◆ **What to produce**:
Write out every line exactly, from the first line of the records below through the line that contains "Target: sky".

[Exercise inputs — start]

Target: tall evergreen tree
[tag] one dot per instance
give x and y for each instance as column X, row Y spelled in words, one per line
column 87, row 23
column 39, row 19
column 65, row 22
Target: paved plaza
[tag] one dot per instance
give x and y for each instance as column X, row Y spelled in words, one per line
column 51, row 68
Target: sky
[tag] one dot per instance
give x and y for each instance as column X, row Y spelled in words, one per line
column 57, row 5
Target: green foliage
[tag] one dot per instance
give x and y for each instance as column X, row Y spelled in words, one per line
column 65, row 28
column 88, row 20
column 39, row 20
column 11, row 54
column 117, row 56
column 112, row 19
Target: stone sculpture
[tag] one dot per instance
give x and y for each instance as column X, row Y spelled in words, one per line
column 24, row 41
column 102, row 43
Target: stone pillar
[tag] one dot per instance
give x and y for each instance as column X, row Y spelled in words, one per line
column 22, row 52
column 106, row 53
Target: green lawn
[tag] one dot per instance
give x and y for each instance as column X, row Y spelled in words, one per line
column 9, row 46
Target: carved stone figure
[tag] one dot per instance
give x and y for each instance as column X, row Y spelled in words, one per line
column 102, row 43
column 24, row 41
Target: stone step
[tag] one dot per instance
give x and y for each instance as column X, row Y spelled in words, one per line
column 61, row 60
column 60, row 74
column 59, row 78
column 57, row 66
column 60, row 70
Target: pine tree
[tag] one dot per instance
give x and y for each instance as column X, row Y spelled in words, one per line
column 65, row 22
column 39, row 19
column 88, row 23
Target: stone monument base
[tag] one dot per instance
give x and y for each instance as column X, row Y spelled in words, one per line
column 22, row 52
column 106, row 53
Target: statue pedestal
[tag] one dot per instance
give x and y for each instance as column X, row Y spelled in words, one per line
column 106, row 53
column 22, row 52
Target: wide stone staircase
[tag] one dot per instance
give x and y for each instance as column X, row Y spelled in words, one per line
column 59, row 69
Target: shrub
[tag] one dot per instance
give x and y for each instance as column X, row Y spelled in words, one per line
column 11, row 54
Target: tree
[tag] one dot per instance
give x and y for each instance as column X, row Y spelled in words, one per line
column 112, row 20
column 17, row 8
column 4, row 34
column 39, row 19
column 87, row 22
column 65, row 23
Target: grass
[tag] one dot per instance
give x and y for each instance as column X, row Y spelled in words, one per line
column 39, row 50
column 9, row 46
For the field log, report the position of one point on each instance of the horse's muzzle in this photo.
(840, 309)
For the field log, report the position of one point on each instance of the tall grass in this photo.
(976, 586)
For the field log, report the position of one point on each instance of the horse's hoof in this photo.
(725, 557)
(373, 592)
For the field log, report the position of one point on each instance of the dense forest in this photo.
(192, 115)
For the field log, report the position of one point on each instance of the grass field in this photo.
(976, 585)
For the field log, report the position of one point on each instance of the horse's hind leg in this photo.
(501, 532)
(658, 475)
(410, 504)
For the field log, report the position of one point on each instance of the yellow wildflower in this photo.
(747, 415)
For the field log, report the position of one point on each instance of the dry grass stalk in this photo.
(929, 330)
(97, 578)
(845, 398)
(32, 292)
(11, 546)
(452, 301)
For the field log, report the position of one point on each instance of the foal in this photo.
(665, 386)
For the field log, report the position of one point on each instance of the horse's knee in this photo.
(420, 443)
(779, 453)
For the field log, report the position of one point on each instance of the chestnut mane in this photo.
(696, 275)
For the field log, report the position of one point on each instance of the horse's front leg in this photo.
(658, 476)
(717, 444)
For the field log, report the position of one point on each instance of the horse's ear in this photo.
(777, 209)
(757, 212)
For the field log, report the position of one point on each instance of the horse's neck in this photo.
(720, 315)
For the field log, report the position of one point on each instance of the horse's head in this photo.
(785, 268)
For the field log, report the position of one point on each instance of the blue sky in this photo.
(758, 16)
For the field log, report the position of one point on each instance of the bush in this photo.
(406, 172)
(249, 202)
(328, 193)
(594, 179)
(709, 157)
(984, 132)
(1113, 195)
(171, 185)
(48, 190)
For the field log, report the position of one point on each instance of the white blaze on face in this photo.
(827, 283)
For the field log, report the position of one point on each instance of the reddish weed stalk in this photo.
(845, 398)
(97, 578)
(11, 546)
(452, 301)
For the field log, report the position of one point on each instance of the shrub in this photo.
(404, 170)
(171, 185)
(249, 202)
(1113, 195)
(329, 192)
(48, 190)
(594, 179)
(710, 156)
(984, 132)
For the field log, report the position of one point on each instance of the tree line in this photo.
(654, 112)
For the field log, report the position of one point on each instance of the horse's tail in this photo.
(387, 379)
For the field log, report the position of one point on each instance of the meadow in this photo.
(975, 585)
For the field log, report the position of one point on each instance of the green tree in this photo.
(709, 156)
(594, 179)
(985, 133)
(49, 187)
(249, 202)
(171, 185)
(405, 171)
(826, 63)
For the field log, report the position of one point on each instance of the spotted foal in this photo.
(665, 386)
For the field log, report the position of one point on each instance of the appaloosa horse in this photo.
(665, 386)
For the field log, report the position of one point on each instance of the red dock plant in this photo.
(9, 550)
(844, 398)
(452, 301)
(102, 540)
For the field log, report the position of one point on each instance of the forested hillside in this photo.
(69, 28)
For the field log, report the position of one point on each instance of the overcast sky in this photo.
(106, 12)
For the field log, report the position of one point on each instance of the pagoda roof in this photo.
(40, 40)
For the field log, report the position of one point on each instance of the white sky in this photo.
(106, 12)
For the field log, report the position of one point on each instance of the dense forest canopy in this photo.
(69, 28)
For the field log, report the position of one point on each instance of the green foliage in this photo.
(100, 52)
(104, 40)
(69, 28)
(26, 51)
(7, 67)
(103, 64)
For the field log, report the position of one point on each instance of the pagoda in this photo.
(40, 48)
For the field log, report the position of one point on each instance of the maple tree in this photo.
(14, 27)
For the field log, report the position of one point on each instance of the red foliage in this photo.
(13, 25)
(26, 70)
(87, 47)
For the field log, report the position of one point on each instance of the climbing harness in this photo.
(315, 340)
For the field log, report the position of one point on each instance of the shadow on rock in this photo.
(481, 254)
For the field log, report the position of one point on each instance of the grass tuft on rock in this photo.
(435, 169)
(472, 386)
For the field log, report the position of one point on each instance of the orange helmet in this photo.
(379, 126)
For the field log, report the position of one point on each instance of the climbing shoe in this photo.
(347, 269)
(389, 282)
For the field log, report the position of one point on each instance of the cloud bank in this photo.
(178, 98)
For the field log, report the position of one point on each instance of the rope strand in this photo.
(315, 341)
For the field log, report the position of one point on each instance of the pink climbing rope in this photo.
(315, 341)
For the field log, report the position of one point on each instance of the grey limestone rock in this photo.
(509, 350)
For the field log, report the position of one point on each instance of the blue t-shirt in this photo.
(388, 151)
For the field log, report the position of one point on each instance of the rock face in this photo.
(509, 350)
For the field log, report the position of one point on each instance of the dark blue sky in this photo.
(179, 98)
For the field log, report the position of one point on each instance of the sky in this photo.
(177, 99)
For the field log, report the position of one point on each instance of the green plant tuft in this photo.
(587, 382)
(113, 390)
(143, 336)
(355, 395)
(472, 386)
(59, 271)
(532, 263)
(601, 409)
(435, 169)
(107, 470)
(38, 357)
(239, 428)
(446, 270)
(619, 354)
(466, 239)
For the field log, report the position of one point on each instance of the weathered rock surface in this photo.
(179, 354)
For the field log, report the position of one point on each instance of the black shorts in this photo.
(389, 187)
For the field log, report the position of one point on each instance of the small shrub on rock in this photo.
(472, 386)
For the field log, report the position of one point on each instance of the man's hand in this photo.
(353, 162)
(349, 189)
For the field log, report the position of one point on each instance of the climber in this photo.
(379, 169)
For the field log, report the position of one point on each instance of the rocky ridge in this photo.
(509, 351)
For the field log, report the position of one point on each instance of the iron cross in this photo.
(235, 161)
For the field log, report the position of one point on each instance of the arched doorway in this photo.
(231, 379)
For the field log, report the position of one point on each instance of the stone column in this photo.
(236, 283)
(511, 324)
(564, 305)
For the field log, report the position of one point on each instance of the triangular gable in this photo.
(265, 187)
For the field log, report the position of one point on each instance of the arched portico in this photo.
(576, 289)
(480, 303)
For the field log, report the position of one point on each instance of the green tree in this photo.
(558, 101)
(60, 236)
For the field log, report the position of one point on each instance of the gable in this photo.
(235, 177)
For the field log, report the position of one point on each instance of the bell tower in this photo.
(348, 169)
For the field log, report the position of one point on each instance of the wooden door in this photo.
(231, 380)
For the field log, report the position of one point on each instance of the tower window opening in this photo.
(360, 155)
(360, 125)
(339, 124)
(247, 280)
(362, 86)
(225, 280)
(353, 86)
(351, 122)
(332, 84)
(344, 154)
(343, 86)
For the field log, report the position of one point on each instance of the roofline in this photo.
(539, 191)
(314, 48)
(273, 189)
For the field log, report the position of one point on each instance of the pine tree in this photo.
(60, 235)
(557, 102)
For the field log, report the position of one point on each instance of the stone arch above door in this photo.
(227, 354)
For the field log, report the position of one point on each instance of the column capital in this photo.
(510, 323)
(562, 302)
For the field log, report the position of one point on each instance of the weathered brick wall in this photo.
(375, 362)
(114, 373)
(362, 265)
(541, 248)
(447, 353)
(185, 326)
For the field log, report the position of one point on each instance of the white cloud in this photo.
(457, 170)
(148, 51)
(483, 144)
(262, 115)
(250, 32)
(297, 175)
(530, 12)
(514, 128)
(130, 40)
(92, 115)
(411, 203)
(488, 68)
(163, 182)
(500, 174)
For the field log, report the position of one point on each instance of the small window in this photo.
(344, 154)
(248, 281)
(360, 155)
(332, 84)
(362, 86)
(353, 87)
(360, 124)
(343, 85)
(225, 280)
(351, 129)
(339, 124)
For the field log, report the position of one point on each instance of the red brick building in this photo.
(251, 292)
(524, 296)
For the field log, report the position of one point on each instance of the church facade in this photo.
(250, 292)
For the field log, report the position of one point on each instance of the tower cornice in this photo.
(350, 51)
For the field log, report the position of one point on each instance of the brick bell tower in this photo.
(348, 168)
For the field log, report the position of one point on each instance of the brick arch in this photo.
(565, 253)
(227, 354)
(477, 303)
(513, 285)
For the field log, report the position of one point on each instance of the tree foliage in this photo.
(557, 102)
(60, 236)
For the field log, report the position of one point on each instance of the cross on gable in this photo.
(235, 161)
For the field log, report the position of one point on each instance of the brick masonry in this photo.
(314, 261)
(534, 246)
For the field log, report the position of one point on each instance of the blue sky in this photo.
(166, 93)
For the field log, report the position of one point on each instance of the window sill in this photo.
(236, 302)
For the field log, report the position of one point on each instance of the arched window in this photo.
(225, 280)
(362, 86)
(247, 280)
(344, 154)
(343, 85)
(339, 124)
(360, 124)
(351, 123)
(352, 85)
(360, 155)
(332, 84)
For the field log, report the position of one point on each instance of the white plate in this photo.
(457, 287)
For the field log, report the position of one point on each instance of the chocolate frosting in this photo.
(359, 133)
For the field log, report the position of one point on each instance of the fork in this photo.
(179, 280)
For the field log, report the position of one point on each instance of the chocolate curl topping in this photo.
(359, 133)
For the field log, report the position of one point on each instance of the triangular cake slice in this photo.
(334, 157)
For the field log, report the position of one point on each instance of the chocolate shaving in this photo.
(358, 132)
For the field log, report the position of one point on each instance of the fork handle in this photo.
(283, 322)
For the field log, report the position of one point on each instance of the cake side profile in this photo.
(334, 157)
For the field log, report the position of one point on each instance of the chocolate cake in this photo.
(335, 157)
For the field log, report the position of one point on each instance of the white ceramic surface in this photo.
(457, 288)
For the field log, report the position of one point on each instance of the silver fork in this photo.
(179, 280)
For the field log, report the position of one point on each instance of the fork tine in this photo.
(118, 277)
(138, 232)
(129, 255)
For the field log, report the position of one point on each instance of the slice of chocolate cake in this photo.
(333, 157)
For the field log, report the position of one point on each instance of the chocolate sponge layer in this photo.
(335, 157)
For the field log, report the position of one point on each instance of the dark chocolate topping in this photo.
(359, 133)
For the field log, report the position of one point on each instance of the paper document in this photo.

[Exercise inputs — finish]

◆ **Completed task**:
Target: tall evergreen tree
[tag] one dot per instance
give x and y for each instance as column X, row Y spelled in words, one per line
column 87, row 23
column 39, row 19
column 65, row 22
Target: paved plaza
[tag] one dot per instance
give x and y for each instance as column X, row Y spelled in words, one per line
column 51, row 68
Target: sky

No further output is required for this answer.